Passage for review »
= = = =
In any case, not knowing what’s coming next has always been a big part of Monster Magnet‘s appeal. Four years after their most recent new studio LP, that is still very much the case.

From the PR wire:

Monster Magnet reissues monolithic Baby 4-Way Diablo

MONSTER MAGNET to Reissue Classic Albums Monolithic Baby! and 4-Way Diablo on Limited Edition Vinyl

Physical and Digital Versions out September 16, 2022

Pre-Order HERE: https://www.napalmrecordsamerica.com/monstermagnet

Psychedelic rock icons MONSTER MAGNET are pleased to announce the reissue of two seminal albums in their vast discography on limited edition vinyl – 2004’s Monolithic Baby!and 2007’s 4-Way Diablo – both of which have been out of print and unavailable digitally for years! Pre-orders for both the digital and vinyl editions of both albums are available now, set for release on September 16, 2022.

MONSTER MAGNET mastermind Dave Wyndorf says about the reissues:

“It’s great to see these two albums back in circulation again. The MONSTER MAGNETuniverse isn’t complete without them! Monolithic Baby! is a big, glitzy (and purposefully cynical, but aren’t they all?) rock and roll record, and listening to it now reminds me of that time – the beginning of the 21st century. Even then I knew things were gonna get weird!

4 Way Diablo is a collection of songs I wrote between tours in the early 2000s but couldn’t find a place for. They piled up fast, and pretty soon, there was an album. It turns out there’s some of my favorite Magnet songs there!”

Pre-Order your MONSTER MAGNET Reissues HERE: https://www.napalmrecordsamerica.com/monstermagnet

2004 saw the release of MONSTER MAGNET’s sixth studio album Monolithic Baby!, the follow-up to 2000’s God Says No, which cemented the Red Bank, NJ rockers in the world of space rock and roll. This 14-track journey of masterful hard rock features 11 ripping originals and three cover songs recorded in true classic Magnet style, including covers of The Velvet Underground, David Gilmour and Robert Calvert.

Monolithic Baby! is being reissued on orange vinyl with white and black splatter, as well as in a limited glow in the dark vinyl variant!

Monolithic Baby! Track listing
1. Slut Machine
2. Supercruel
3. On The Verge
4. Unbroken (Hotel Baby)
= = = =
[Natural-language object grounding data]

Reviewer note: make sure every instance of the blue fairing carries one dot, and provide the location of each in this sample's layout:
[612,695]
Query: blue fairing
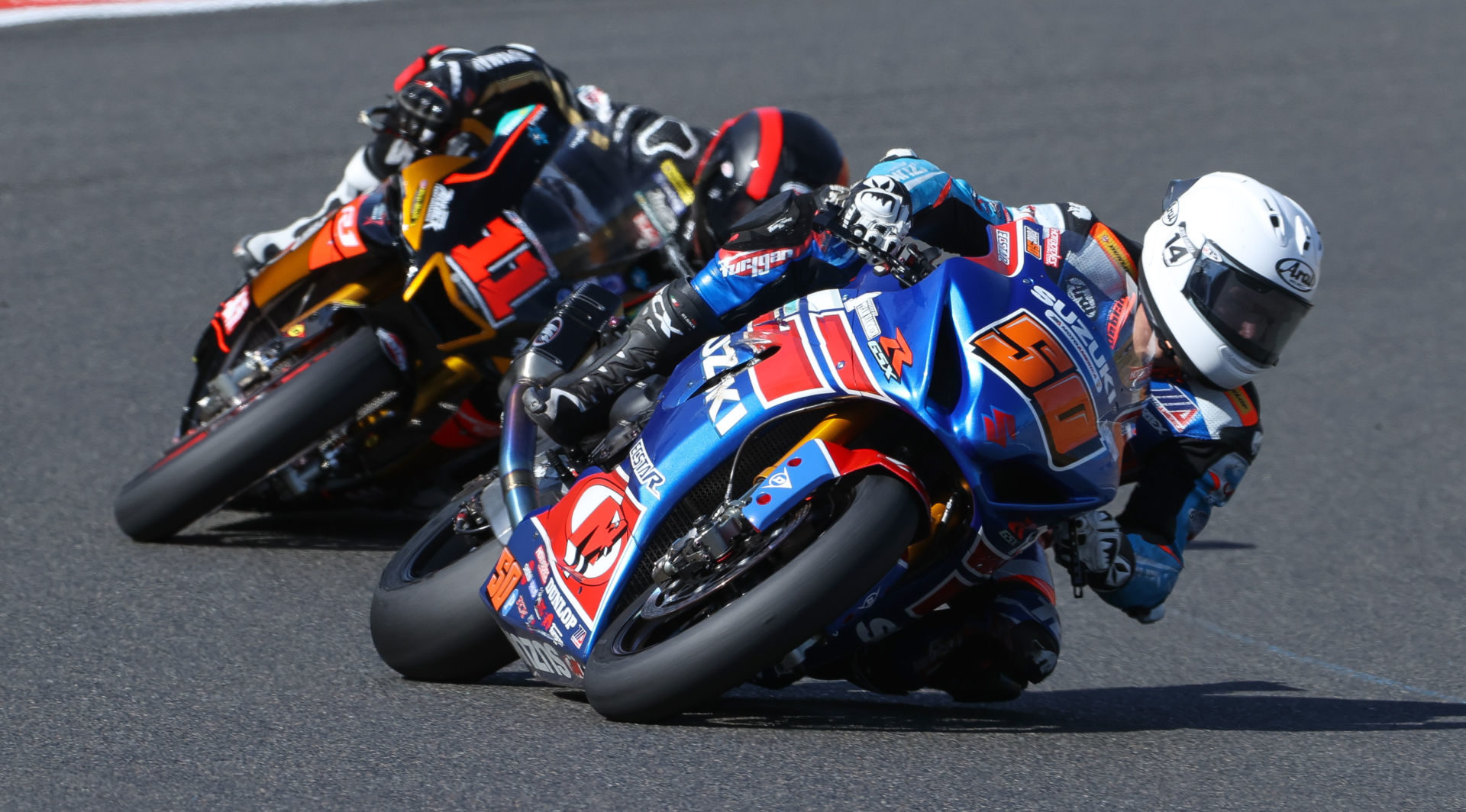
[993,327]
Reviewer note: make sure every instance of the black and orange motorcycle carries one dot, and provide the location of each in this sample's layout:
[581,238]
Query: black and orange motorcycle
[350,366]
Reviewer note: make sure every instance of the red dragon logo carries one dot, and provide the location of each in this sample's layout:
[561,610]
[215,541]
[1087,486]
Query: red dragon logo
[586,533]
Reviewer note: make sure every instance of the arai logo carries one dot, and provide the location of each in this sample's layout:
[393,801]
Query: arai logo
[1298,275]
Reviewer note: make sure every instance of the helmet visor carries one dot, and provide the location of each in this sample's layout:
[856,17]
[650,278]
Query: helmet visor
[1254,315]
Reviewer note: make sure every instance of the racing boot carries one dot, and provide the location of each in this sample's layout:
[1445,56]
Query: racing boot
[1015,646]
[666,329]
[364,172]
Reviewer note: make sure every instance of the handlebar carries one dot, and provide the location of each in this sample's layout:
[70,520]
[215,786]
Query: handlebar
[908,264]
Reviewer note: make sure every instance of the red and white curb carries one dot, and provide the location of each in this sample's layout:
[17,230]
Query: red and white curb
[25,12]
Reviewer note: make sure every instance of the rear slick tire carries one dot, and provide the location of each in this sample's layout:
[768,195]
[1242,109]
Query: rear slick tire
[758,627]
[221,459]
[434,627]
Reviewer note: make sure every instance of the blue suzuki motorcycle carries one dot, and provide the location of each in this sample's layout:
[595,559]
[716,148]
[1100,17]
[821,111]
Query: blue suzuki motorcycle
[830,474]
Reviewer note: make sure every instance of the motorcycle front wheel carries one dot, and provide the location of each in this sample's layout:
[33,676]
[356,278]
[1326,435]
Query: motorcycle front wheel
[428,617]
[237,449]
[629,681]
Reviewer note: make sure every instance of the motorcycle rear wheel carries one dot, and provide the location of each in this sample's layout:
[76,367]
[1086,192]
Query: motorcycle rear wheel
[224,456]
[428,617]
[771,619]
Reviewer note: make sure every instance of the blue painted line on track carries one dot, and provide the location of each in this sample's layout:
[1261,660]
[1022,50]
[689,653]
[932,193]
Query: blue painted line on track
[1343,670]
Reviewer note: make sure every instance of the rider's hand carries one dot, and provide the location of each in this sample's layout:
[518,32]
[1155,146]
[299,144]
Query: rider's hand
[425,108]
[1097,547]
[877,216]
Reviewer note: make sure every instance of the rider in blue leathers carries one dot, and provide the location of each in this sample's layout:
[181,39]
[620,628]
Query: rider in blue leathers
[1196,434]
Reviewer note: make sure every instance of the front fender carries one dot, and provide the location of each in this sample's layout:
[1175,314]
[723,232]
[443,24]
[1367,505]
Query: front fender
[811,465]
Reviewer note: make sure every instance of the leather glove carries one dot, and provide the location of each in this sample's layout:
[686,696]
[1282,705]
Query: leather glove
[1093,546]
[877,216]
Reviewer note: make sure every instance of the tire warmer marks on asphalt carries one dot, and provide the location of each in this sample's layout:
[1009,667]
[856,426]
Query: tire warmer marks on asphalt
[24,12]
[1314,662]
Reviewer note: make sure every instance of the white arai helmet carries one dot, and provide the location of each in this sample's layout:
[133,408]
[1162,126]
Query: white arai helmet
[1228,275]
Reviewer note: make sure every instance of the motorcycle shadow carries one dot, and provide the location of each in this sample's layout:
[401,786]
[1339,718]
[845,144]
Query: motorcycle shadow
[1230,705]
[360,530]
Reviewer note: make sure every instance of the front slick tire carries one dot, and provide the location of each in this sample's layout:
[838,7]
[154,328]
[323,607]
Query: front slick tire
[428,617]
[758,627]
[235,450]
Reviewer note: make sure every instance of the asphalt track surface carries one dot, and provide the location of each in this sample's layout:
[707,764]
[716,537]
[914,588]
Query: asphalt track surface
[1314,657]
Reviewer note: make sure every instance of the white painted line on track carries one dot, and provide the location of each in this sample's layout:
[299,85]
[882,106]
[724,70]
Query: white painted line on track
[11,17]
[1343,670]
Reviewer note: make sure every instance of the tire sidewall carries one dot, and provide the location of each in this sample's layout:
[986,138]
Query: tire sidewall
[266,433]
[438,627]
[782,611]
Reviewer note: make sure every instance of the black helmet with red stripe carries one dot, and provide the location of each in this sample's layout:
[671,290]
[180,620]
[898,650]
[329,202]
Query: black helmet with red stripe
[754,157]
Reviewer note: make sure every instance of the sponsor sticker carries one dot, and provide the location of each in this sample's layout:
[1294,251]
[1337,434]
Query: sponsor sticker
[1298,275]
[235,310]
[1051,246]
[1081,295]
[752,263]
[547,333]
[1031,242]
[438,216]
[645,471]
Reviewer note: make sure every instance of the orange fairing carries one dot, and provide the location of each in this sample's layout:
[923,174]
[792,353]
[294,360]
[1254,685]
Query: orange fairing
[337,240]
[418,182]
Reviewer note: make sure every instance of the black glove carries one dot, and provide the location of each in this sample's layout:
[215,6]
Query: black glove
[877,216]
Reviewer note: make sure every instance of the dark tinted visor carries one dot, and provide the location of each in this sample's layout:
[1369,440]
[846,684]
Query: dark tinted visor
[1249,313]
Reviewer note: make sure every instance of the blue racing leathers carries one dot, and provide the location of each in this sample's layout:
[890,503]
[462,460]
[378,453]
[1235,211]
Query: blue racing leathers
[1187,455]
[776,254]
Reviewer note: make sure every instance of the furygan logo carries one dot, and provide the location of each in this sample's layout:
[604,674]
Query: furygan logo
[758,264]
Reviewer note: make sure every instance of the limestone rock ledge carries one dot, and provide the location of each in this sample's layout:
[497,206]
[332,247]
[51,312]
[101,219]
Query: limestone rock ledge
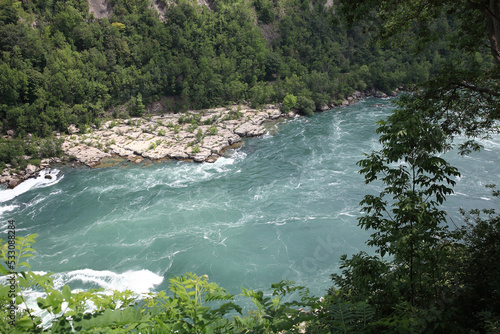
[196,135]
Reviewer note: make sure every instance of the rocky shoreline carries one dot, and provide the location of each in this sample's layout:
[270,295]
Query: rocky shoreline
[195,135]
[200,136]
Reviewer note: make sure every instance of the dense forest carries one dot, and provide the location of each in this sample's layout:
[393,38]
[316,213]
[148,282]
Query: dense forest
[60,65]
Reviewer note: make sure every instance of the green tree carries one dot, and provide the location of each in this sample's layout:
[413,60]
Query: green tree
[465,93]
[288,103]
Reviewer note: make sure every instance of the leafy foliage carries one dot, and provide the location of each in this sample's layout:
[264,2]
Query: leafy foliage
[193,305]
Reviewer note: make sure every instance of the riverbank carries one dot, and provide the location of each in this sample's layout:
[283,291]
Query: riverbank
[195,135]
[199,136]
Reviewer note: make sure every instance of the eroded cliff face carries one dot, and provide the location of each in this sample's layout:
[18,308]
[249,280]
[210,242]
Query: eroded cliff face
[103,8]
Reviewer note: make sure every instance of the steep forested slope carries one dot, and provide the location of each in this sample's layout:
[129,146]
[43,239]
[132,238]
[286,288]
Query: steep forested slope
[68,62]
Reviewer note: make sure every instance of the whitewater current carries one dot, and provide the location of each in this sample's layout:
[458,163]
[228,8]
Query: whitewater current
[283,206]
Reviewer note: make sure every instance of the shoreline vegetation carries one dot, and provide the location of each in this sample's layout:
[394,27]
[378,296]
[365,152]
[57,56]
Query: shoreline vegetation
[196,135]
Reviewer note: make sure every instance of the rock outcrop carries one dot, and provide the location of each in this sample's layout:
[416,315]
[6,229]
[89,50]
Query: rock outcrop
[198,136]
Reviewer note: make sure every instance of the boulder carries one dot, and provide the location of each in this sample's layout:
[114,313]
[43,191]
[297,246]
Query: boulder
[13,183]
[30,169]
[73,129]
[274,113]
[249,130]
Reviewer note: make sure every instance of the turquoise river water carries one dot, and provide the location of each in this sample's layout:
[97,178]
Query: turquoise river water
[282,206]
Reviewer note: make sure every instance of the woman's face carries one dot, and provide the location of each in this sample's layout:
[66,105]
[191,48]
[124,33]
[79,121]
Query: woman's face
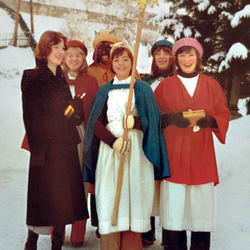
[57,53]
[162,59]
[187,61]
[74,59]
[122,66]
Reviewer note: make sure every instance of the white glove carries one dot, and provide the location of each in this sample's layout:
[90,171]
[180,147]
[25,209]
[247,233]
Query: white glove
[121,145]
[128,122]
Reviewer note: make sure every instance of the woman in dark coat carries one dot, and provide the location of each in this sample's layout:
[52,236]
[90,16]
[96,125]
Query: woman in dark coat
[55,189]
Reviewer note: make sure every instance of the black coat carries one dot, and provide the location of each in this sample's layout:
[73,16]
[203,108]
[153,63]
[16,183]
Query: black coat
[55,189]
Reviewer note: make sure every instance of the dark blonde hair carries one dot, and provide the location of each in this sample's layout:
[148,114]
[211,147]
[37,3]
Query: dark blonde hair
[171,70]
[83,69]
[199,67]
[47,40]
[118,52]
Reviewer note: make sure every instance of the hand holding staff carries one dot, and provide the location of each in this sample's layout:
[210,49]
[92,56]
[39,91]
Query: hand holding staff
[142,5]
[69,111]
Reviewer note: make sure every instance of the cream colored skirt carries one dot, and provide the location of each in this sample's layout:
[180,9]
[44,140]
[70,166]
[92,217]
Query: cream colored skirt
[187,207]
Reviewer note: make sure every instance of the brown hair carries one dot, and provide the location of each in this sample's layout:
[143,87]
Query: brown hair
[47,40]
[199,67]
[171,70]
[83,69]
[118,52]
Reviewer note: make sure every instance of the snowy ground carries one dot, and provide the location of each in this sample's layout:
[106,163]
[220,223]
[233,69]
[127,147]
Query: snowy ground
[232,209]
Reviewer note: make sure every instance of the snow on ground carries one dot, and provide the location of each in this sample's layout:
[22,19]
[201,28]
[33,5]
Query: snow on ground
[232,206]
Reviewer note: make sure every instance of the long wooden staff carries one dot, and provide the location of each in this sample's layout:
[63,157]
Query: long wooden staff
[142,5]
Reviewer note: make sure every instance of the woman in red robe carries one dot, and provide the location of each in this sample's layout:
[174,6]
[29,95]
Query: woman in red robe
[187,197]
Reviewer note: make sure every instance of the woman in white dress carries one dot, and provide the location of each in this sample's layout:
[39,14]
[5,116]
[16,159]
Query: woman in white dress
[145,154]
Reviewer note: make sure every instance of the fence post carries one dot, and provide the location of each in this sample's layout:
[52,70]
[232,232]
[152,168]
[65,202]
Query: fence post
[17,22]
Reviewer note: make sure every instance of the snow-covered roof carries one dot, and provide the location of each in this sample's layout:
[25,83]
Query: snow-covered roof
[237,50]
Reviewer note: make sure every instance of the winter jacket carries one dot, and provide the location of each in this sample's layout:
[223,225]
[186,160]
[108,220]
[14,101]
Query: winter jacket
[55,189]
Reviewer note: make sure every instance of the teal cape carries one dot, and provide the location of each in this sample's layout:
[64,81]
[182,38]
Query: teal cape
[153,141]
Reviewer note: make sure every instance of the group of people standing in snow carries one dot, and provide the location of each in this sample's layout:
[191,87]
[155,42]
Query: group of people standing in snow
[75,116]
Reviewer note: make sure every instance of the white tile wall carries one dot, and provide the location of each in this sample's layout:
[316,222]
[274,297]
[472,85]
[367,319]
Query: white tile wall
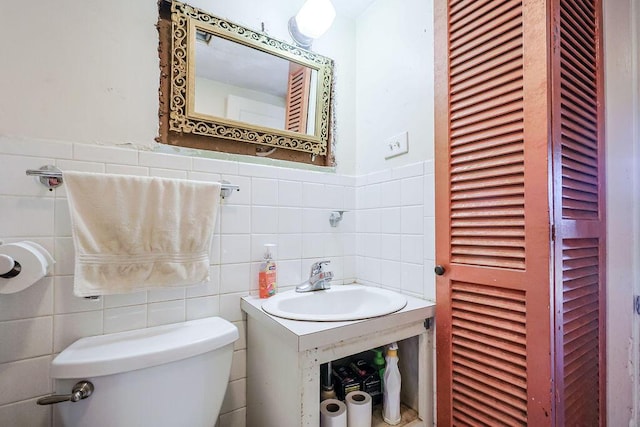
[385,239]
[395,229]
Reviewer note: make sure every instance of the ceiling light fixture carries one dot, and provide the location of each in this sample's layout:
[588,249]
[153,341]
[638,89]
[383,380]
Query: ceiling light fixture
[313,20]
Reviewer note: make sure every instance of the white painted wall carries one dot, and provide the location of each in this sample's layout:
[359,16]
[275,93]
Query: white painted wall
[88,71]
[623,208]
[84,71]
[394,72]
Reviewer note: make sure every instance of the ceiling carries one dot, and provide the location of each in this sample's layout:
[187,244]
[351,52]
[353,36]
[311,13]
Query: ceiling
[351,8]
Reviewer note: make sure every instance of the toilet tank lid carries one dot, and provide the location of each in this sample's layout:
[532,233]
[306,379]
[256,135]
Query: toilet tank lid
[142,348]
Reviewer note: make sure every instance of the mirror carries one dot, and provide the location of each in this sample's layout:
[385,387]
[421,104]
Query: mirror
[230,82]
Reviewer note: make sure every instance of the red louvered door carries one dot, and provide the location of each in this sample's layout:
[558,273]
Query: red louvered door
[297,98]
[579,215]
[499,359]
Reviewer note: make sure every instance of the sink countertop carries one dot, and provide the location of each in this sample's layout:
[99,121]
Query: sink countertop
[306,335]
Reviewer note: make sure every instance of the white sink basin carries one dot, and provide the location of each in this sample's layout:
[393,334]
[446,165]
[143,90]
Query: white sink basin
[340,303]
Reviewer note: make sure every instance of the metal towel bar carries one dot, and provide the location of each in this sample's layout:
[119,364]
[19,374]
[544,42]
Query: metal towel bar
[51,177]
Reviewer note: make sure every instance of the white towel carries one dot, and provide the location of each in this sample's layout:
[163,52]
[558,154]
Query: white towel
[133,233]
= = = =
Required tasks »
[1] In the Monster Magnet reissue announcement, how did 4-Way Diablo come to be an album, according to Dave Wyndorf?
[2] Reproduce the Monster Magnet reissue announcement word for word from "Pre-Order your MONSTER" to "dark vinyl variant!".
[3] Answer these questions from the Monster Magnet reissue announcement:
(a) On what date are the digital and vinyl editions of both albums set for release?
(b) Which album was Monolithic Baby! the follow-up to?
(c) On what vinyl variants is Monolithic Baby! being reissued?

Response list »
[1] It started as songs Wyndorf wrote between tours in the early 2000s but couldn't find a place for. They piled up fast, and soon there were enough of them for an album.

[2]
Pre-Order your MONSTER MAGNET Reissues HERE: https://www.napalmrecordsamerica.com/monstermagnet

2004 saw the release of MONSTER MAGNET’s sixth studio album Monolithic Baby!, the follow-up to 2000’s God Says No, which cemented the Red Bank, NJ rockers in the world of space rock and roll. This 14-track journey of masterful hard rock features 11 ripping originals and three cover songs recorded in true classic Magnet style, including covers of The Velvet Underground, David Gilmour and Robert Calvert.

Monolithic Baby! is being reissued on orange vinyl with white and black splatter, as well as in a limited glow in the dark vinyl variant!

[3]
(a) September 16, 2022.
(b) God Says No, from 2000.
(c) Orange vinyl with white and black splatter, and a limited glow-in-the-dark vinyl variant.